Work to be completed: Return the lines below that contain the word "instance".

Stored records
+++

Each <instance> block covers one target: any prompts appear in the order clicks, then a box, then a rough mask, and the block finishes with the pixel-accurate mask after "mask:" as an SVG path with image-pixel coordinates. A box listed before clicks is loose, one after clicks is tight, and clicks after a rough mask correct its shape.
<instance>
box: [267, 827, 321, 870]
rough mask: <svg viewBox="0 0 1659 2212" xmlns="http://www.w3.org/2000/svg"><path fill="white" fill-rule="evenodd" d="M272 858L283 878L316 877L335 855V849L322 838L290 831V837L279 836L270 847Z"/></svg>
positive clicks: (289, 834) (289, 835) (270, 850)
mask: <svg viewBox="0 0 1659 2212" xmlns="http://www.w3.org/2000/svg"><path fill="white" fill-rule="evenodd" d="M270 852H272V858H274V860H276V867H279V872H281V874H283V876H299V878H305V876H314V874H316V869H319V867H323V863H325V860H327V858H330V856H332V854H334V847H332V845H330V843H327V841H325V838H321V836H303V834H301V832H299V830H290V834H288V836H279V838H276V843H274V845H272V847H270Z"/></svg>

+++

Solution to this exercise:
Each <instance> block covers one target: any prompts appear in the order clicks, then a box, then a rough mask, and the block finishes with the pixel-accurate mask after "mask:" as an SVG path with image-pixel coordinates. A box listed before clicks is loose, one after clicks is tight, and clicks after a rough mask correct its shape.
<instance>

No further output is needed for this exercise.